**DOCUMENT EXTRACT**

━━━━━━━━━━━━━━━━

We can calculate a net sentiment ratio as the positive minus negative divided by the sum of all tweets. This shows in stark terms how the balance of sentiment is worse for the United States than the other regions we are looking at. Further, both while both Russia and China are viewed negatively, on balance, they are viewed less poorly than both the USA and Europe.

tokens |> 
  pivot_wider(names_from = "sentiment",values_from = "n") |> 
  mutate(net_sentiment_ratio = (positive - negative)/(positive+negative+neutral)) |> 
  ggplot(aes(Area,net_sentiment_ratio)) + geom_col(fill = yellow1) + 
  geom_hline(yintercept = 0) + 
  theme_afri() + 
  labs(y = "Net Sentiment Ratio",
       title = "Not A Good Look For the USA",
       subtitle = "Net Sentiment of Tweets from Africa Mentioning a Northern Area or Africa",
       caption = "Source: Afrisenti Data Set")

Conclusion

While I think these results are truly interesting, please don’t read too much into them. This is not a carefully designed social science research project. The results do align with our intuition gleaned from recent news about the “Global South” vs. the “Global North.” Given that this data set spans roughly ten years, this tension is not a new phenomenon.

━━━━━━━━━━━━━━━━

**GIVEN RECORDS**
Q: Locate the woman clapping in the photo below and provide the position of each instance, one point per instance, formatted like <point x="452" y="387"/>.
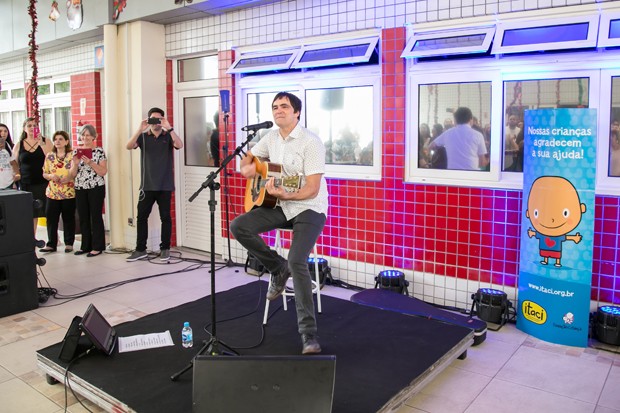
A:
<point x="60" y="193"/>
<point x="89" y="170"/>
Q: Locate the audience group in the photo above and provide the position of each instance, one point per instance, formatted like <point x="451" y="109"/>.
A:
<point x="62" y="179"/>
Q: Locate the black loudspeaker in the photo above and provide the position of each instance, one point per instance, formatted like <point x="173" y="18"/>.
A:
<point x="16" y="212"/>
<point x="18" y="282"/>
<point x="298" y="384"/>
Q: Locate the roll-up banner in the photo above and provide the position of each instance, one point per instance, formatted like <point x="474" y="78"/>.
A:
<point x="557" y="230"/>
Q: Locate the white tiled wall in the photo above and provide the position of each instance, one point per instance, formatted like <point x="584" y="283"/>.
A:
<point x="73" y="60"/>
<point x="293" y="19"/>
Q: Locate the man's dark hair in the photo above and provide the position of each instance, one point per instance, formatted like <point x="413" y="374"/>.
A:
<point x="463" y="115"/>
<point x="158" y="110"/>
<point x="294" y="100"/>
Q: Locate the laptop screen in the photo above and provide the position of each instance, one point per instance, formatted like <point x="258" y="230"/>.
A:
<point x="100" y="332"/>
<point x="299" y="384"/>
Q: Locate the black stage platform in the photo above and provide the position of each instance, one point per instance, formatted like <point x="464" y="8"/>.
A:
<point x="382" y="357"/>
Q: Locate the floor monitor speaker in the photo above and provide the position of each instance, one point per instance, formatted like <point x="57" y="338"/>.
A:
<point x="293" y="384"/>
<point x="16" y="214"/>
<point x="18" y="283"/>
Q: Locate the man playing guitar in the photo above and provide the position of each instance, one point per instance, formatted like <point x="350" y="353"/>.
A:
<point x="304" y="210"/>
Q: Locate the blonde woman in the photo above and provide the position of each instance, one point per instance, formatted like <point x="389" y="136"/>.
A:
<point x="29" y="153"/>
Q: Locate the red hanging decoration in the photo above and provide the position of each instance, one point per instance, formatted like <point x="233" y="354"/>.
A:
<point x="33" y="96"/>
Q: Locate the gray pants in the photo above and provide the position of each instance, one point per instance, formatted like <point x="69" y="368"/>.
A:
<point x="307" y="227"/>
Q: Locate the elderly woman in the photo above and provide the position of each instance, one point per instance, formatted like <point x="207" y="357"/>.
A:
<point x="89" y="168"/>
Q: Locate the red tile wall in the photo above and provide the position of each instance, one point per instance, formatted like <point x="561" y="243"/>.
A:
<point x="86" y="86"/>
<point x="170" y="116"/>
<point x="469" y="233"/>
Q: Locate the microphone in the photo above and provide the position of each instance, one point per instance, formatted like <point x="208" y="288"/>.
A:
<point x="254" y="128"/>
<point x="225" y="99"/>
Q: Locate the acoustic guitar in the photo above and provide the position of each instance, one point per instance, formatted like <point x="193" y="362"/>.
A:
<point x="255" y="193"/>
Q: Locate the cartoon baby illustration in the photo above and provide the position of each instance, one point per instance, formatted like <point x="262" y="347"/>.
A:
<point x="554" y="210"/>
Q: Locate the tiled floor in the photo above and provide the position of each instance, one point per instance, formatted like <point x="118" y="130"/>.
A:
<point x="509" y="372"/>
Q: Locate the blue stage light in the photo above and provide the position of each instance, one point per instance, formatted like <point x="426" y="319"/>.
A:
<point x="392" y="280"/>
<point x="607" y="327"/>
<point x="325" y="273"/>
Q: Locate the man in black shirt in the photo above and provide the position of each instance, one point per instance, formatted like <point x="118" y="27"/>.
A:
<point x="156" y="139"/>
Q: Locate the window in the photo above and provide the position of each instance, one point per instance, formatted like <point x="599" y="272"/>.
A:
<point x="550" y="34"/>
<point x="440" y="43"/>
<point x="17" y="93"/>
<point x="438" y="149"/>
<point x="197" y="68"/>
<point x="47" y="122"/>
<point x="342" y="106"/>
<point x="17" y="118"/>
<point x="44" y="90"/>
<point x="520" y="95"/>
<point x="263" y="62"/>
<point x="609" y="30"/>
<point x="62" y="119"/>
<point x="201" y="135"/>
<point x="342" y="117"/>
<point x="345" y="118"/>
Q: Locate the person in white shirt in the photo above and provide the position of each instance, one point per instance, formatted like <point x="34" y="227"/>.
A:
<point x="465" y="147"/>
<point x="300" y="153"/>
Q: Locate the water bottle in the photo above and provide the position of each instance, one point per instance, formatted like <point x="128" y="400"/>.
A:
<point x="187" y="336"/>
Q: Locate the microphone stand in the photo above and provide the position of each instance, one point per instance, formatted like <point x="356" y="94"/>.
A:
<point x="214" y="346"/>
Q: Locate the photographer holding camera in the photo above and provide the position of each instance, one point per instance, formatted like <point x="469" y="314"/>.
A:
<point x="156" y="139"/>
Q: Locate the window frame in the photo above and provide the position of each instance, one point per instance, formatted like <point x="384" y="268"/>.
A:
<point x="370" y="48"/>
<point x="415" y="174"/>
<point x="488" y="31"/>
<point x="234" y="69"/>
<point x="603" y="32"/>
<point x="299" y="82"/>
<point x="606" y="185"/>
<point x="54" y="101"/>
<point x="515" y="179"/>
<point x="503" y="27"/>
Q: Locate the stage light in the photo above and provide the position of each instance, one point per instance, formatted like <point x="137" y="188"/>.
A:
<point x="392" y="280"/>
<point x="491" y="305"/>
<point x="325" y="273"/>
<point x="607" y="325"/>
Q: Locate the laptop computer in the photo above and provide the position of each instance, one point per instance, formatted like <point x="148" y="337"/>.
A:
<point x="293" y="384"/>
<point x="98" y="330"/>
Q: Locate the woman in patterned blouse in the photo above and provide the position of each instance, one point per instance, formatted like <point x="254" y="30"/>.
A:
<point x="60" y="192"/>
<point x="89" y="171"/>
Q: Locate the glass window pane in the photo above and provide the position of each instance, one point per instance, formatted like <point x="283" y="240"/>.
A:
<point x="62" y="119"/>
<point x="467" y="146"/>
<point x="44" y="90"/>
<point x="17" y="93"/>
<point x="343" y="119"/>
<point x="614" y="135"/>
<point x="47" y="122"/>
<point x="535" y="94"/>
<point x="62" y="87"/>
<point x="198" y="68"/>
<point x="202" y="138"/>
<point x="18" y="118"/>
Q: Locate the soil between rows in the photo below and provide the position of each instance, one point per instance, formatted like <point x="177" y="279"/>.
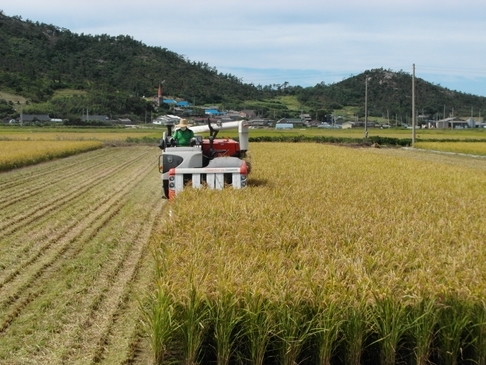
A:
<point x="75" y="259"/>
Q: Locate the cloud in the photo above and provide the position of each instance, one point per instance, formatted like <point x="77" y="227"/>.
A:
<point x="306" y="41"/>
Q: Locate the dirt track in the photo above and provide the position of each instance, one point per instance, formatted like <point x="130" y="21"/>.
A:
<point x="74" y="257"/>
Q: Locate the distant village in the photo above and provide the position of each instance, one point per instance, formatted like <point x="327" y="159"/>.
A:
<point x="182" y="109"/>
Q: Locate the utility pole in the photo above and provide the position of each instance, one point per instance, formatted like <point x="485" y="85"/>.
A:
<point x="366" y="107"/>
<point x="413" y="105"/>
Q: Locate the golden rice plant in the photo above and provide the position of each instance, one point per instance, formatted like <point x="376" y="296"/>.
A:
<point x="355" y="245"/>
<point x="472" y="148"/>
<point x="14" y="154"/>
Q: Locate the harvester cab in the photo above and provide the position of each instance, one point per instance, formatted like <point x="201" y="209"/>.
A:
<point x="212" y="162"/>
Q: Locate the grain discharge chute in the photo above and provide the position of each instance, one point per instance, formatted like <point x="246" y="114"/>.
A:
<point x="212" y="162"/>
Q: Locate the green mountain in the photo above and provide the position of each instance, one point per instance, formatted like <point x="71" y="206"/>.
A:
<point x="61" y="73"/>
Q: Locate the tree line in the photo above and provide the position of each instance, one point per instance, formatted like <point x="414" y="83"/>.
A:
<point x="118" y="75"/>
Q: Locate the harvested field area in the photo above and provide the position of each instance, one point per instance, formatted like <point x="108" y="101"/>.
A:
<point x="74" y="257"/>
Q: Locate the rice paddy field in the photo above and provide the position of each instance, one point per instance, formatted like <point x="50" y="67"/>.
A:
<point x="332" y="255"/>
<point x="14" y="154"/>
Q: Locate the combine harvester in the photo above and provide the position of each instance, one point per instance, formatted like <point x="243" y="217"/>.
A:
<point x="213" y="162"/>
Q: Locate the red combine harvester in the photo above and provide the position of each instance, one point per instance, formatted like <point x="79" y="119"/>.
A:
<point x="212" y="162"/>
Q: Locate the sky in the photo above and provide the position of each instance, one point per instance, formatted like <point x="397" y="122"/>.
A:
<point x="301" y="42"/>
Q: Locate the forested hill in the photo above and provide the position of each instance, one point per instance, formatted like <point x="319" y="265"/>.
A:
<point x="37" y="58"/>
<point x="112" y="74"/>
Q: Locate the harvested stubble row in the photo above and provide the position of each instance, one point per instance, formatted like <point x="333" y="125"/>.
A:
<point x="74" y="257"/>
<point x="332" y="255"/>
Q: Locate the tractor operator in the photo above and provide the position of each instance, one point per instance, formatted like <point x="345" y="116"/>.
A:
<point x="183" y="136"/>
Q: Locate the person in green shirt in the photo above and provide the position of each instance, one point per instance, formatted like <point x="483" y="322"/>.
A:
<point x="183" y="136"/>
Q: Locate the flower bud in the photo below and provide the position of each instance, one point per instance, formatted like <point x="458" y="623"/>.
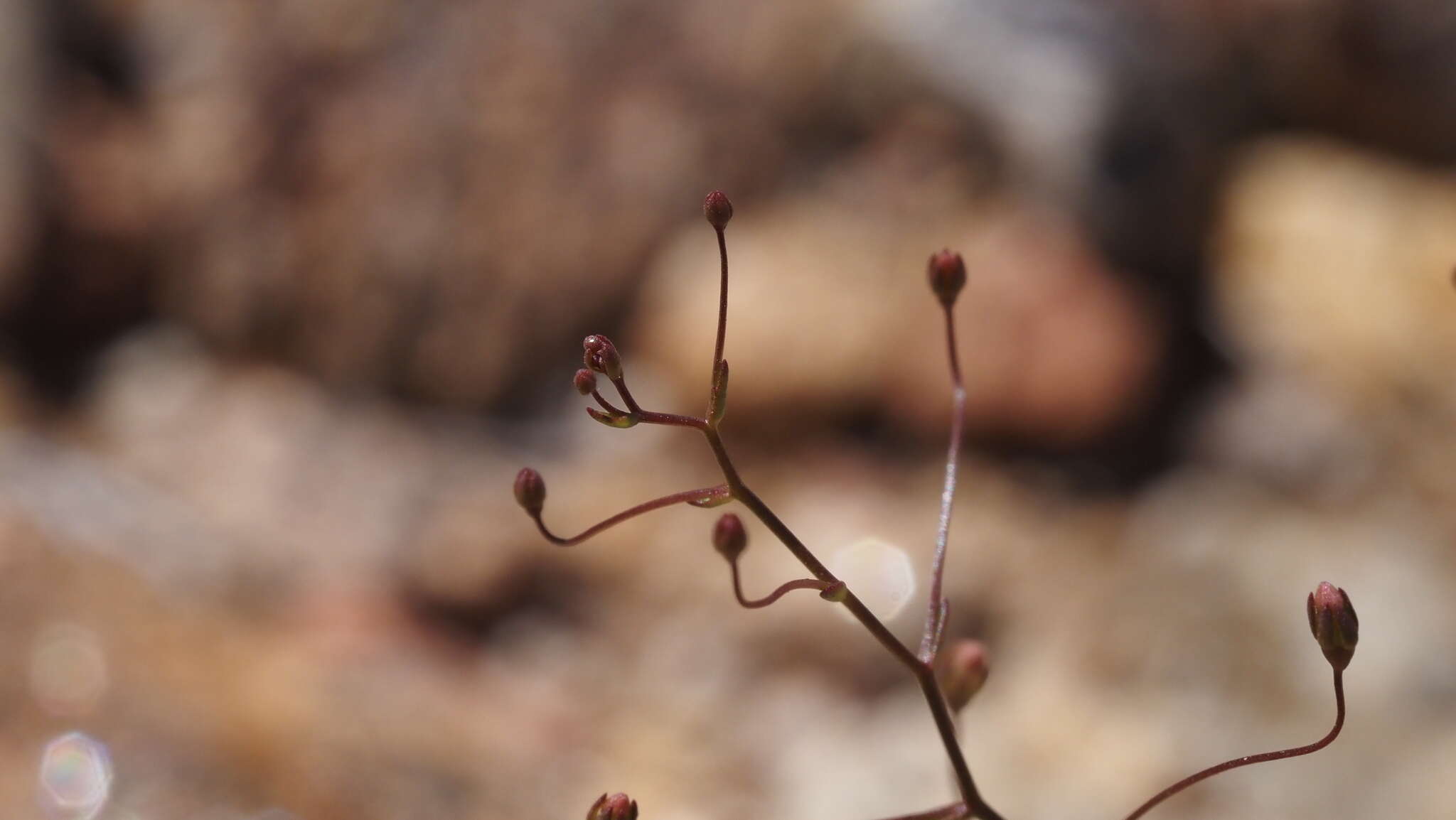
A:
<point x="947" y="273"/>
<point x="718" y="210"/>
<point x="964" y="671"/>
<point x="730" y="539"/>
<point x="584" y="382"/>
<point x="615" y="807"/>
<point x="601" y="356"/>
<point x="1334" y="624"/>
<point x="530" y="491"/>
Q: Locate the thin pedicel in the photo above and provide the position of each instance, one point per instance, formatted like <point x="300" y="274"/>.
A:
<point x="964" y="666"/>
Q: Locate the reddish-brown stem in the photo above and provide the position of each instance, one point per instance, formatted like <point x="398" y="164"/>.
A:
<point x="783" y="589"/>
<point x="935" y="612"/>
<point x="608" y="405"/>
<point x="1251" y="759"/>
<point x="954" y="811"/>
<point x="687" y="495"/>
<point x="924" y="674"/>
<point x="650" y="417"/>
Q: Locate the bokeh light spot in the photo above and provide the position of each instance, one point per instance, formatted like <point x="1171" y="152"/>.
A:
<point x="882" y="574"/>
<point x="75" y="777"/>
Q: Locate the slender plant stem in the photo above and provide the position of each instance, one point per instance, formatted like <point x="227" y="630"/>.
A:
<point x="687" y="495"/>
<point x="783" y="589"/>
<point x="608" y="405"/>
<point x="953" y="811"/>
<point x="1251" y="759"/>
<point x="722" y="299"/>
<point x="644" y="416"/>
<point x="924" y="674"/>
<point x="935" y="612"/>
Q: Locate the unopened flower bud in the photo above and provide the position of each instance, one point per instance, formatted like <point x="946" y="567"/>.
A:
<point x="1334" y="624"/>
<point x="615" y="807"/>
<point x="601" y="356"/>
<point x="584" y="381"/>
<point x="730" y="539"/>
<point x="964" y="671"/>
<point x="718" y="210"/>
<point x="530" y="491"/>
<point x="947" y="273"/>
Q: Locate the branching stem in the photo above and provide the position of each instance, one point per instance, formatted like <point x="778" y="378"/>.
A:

━━━━━━━━━━━━━━━━

**STATED EXERCISE 1**
From the tweet sentiment excerpt, extract the passage from "While I think" up to and including "a new phenomenon.".
**STATED EXERCISE 2**
Extend the tweet sentiment excerpt, starting right after its last sentence.
The data above come from a different source than the tweet sentiment excerpt.

**FINAL ANSWER 1**
While I think these results are truly interesting, please don’t read too much into them. This is not a carefully designed social science research project. The results do align with our intuition gleaned from recent news about the “Global South” vs. the “Global North.” Given that this data set spans roughly ten years, this tension is not a new phenomenon.

**FINAL ANSWER 2**
The Afrisenti data set is a fascinating corpus and there are many more explorations we might do in it. As I write, it looks like Twitter is going to put its academic API behind a paywall. This is quite sad and will stifle the kind of important explorations serious researchers are able to do, not to mention curious amateurs like us.

References

Muhammad, Shamsuddeen Hassan, Idris Abdulmumin, Abinew Ali Ayele, Nedjma Ousidhoum, David Ifeoluwa Adelani, Seid Muhie Yimam, Ibrahim Sa’id Ahmad, et al. 2023. “AfriSenti: A Twitter Sentiment Analysis Benchmark for African Languages.” https://doi.org/10.48550/ARXIV.2302.08956.